EXTRACT TO READ.
════════
SynQP: A Framework and Metrics for Evaluating the Quality and Privacy Risk of Synthetic Data
Bing Hu, Yixin Li, Asma Bahamyirou, Helen Chen
TL;DR
The paper addresses the lack of open privacy-evaluation frameworks for synthetic data in health by introducing SynQP, an open framework that benchmarks privacy in SDG using simulated pseudo-identifiable data. It defines two high-signal metrics, SD-IDR and SD-MIA, to account for the probabilistic nature of SDG models and attacker knowledge, and demonstrates them through a CTGAN case study with differential privacy. The methodology integrates quasi-identifier seeding, linked real-use-case data, local differential privacy, and standardized quality (fidelity and utility) and privacy evaluations. The work enables transparent, regulatory-aligned benchmarking of synthetic data, facilitating safer adoption of SDG in health research and policy contexts.
════════
Data records
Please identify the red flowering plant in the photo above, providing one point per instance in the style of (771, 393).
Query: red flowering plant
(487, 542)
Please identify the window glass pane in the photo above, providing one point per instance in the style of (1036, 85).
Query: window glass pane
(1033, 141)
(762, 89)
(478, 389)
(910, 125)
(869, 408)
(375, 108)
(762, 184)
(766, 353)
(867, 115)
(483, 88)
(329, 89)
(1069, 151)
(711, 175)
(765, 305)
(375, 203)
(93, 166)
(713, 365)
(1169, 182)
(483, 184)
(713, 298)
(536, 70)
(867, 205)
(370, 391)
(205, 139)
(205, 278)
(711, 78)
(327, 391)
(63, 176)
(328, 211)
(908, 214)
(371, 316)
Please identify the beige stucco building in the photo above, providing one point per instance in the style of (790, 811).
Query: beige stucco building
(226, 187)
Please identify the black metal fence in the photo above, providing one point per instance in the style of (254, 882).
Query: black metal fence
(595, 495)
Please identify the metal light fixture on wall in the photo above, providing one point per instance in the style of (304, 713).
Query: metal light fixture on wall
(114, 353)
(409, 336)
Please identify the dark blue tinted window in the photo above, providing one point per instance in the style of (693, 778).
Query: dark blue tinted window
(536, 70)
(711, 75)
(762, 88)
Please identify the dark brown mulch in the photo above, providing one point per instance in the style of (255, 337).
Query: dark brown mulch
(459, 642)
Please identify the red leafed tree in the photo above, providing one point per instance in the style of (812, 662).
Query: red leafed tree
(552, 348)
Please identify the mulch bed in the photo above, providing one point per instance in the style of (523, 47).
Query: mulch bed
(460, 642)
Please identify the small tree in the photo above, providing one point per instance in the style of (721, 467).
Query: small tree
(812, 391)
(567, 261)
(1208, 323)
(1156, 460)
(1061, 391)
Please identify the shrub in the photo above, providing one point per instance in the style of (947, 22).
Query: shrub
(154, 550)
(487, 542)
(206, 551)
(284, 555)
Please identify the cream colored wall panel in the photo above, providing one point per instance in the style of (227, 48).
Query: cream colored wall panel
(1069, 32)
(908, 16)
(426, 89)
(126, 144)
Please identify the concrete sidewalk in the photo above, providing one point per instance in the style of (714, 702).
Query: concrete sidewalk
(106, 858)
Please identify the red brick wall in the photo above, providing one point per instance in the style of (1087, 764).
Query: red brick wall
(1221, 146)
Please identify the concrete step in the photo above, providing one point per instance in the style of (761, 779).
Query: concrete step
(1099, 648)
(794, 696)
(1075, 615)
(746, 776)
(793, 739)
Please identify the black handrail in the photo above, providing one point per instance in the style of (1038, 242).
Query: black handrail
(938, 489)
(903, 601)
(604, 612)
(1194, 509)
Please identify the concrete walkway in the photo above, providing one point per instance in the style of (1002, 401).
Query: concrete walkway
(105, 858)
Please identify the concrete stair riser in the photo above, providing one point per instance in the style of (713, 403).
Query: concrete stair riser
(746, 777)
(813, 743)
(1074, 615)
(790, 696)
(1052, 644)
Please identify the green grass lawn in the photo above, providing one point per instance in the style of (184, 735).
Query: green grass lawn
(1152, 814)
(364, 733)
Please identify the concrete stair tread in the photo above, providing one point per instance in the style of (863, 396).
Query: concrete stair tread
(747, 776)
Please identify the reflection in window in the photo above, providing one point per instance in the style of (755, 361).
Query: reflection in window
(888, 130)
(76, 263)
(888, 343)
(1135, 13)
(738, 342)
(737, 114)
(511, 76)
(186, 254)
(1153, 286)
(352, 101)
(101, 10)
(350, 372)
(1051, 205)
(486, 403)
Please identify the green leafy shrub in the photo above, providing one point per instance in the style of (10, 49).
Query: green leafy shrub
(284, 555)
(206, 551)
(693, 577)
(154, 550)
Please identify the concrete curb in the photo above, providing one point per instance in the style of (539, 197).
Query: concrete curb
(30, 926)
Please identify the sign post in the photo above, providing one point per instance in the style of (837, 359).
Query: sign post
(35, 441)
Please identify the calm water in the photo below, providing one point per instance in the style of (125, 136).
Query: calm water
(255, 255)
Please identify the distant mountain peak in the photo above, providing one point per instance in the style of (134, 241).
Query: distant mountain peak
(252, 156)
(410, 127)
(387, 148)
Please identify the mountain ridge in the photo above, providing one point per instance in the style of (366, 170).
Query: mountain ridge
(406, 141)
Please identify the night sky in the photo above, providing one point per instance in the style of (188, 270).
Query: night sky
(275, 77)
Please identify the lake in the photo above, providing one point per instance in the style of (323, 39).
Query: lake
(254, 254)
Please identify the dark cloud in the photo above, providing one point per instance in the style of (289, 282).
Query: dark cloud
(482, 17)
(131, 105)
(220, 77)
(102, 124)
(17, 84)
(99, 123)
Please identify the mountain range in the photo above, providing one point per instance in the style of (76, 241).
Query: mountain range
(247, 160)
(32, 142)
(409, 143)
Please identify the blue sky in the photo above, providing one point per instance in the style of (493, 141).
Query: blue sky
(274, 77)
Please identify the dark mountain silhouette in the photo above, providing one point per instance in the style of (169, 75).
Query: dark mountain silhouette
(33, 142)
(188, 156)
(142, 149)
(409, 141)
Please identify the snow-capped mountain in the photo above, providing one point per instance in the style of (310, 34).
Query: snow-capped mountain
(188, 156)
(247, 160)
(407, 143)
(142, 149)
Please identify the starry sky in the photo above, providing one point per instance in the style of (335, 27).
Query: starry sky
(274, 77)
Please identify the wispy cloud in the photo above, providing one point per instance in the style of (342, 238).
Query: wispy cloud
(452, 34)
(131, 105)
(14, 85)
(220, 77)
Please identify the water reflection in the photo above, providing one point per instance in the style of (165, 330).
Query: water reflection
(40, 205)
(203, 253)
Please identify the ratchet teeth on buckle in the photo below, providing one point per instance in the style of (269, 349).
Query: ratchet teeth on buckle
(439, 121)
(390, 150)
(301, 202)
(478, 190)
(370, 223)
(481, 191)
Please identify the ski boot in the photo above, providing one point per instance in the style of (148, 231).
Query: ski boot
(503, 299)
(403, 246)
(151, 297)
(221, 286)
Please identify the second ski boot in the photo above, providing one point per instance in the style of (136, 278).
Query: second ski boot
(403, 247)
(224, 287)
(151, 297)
════════
REQUIRED WORK.
1. List every author named in the SynQP summary.
2. In the data records, rewrite the lines from the one containing "Please identify the second" through the last record, changing "second ski boot" to "rear ski boot" and leaving all else intact. Output only those lines.

TASK-BY-TASK SOLUTIONS.
1. Bing Hu, Yixin Li, Asma Bahamyirou, Helen Chen

2.
Please identify the rear ski boot in the photo above, providing one point per instance in the style of (136, 278).
Query: rear ski boot
(403, 247)
(224, 287)
(151, 297)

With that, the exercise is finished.